* Extract to read
# Mia before and after grooming today



## Mia'sMom (Mar 23, 2012)

Well, I finally groomed Mia today. Boy it's hard!! My clippers wouldn't work with the guard on for some reason so I had to just use the blade. I'm going to Sally's and get a blade that cuts longer for next time. I didn't want to "shave" her down that much. Oh well, she looks good. She looks so little now! Her hair was about 2 inches long. 
I "tried" for the Korean look. :w00t:


----------



## mdbflorida (Feb 28, 2013)

Wow you are brave. The last time I tried it with one of my dogs they pouted forever! She looks great. I am going to attempt to give Boo his first bath tomorrow.


----------



## Fluffdoll (Aug 9, 2012)

She looks great!! Nice job; you are very talented!


----------



## Betty Johnson (Feb 24, 2013)

Great job! She looks beautiful.


----------



## Furbabies mom (Jul 25, 2011)

Wow! You did a really good job? She looks great!


----------



## Oakley Jackson (Feb 7, 2013)

Mia looks so cute! Great job! I don't think I could ever get brave enough to try and cut Oakley's hair. He still fights me with brushing and combing!


----------



## Rin (Feb 6, 2013)

You did a much better job than my groomer!
Where do you live?


----------



## Daisy's Mommie (Sep 24, 2012)

Looks great! I took Daisy to a professional on Friday and you did a better job that she did.


----------



## Mia'sMom (Mar 23, 2012)

Thanks for all the nice compliments. I had three yorkies for 16 years and I always groomed them myself. I had a poodle when I was 16 and I groomed him too. I love how they look after they are just groomed. They know they look good too. They act like little Diva's.


----------



## Mia'sMom (Mar 23, 2012)

Here is a picture of my yorkies. I miss them soooo bad!!! That's why I got Mia. I've had Mia for 1 year now. She just turned 3 in March.


----------



## Snowbody (Jan 3, 2009)

You did such a great job on Mia. :chili::chili: Excellent!! And I LOVE your yorkies. I too had one and I adored him. Smartest dog I've ever had too:wub:


----------



## Grace'sMom (Feb 22, 2012)

She is adorable!!! You did a fantastic job!! 

It's amazing how small they look when you shave them, doesn't it?

I shaved Grace last week and she seems so tiny! Skinny girl....

* Challenge 1
In the grooming thread, how long was Mia's hair before she was groomed?
The grooming thread and the records that come after it are unrelated.

* Dataset rows
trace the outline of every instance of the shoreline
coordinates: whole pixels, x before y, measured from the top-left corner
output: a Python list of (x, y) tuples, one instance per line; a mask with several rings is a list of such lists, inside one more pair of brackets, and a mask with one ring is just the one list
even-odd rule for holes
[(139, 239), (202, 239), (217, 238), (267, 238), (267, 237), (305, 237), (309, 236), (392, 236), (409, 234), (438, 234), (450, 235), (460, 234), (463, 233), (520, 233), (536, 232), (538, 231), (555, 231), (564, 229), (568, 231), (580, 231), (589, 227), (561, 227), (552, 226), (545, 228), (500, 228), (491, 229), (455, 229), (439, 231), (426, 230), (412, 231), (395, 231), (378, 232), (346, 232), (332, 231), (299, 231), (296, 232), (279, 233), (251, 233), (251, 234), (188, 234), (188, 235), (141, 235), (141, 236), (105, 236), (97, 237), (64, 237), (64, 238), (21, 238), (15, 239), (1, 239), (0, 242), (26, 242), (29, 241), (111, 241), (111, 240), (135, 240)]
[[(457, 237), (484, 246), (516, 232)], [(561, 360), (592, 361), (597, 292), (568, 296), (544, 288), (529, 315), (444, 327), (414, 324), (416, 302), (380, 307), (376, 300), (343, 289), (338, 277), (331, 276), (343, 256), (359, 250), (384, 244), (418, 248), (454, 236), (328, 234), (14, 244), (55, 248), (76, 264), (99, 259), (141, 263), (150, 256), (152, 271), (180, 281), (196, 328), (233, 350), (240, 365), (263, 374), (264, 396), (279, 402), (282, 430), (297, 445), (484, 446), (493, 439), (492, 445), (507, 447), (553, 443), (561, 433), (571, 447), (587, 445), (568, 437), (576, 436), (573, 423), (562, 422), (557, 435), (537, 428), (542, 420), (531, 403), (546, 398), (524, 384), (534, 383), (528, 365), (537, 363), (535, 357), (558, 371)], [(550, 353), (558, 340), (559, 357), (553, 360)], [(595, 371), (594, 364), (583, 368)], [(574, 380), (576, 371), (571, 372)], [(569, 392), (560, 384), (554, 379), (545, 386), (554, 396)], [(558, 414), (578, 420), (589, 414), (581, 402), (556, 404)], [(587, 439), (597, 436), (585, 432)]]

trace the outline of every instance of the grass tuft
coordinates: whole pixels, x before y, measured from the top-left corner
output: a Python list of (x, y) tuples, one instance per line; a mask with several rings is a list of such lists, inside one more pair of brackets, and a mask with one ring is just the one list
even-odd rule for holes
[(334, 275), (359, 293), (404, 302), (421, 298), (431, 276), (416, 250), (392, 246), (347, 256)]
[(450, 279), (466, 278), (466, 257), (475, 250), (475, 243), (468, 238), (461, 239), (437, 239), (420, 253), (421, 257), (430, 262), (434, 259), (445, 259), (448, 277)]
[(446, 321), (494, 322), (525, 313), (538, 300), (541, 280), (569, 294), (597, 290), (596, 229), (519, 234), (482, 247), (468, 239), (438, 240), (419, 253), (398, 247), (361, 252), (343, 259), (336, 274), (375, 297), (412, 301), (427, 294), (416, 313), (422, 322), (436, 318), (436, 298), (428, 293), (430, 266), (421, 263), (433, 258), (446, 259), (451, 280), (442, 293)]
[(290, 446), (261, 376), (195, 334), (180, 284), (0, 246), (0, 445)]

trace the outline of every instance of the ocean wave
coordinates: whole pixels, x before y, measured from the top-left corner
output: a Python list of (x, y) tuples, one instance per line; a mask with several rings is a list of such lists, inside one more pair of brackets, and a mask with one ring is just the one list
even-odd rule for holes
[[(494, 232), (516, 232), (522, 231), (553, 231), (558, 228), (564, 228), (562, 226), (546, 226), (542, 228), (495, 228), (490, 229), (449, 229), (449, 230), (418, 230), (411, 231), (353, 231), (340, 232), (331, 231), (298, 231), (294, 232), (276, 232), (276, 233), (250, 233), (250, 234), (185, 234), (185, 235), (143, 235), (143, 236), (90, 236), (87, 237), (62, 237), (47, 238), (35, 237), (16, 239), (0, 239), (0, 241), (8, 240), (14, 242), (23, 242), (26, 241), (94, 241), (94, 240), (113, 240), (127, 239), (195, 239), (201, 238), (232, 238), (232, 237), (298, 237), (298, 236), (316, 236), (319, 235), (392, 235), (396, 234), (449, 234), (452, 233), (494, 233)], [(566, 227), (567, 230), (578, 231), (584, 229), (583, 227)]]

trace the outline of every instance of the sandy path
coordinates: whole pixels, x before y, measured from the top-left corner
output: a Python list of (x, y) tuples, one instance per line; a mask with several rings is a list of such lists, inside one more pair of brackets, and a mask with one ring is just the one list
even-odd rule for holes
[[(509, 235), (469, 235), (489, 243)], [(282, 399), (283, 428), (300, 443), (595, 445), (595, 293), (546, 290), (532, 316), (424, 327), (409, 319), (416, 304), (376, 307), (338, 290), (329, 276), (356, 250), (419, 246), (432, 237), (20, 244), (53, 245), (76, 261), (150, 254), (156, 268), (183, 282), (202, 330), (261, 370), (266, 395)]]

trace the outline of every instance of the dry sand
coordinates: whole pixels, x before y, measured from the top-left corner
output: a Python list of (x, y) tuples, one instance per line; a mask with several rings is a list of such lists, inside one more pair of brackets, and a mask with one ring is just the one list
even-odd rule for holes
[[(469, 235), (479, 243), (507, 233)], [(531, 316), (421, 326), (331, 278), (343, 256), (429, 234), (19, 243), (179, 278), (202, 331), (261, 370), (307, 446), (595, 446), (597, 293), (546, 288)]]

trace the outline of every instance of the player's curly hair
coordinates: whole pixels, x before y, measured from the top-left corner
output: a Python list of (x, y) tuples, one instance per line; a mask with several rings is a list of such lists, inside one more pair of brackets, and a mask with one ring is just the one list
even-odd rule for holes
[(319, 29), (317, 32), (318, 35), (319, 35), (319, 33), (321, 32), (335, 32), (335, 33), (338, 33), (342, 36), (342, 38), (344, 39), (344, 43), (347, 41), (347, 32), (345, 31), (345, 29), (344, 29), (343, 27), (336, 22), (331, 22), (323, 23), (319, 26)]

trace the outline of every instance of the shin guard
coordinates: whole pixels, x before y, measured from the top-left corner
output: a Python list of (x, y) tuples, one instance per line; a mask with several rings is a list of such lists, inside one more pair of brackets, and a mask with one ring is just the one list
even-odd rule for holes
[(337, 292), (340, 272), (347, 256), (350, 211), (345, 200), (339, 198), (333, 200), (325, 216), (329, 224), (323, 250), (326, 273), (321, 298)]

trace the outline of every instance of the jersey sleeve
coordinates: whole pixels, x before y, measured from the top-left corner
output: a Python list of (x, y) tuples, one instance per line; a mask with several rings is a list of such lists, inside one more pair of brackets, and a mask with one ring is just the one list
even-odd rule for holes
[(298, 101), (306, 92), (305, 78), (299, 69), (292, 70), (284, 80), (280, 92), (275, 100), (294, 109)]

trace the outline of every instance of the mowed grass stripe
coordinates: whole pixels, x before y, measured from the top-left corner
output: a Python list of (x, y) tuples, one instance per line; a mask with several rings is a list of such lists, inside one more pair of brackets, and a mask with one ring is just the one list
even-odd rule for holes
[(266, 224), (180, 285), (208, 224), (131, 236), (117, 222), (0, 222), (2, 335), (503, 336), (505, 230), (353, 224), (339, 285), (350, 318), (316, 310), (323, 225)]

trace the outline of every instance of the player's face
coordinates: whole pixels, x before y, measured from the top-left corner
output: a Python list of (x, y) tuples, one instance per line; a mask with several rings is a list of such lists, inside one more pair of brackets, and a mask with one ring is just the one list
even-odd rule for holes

* Challenge 2
Extract each line of the records that contains the word "outline".

* Solution 1
About 2 inches.

* Solution 2
trace the outline of every instance of the shoreline
trace the outline of every instance of the grass tuft
trace the outline of every instance of the ocean wave
trace the outline of every instance of the sandy path
trace the outline of every instance of the dry sand
trace the outline of every instance of the player's curly hair
trace the outline of every instance of the shin guard
trace the outline of every instance of the jersey sleeve
trace the outline of every instance of the mowed grass stripe
trace the outline of every instance of the player's face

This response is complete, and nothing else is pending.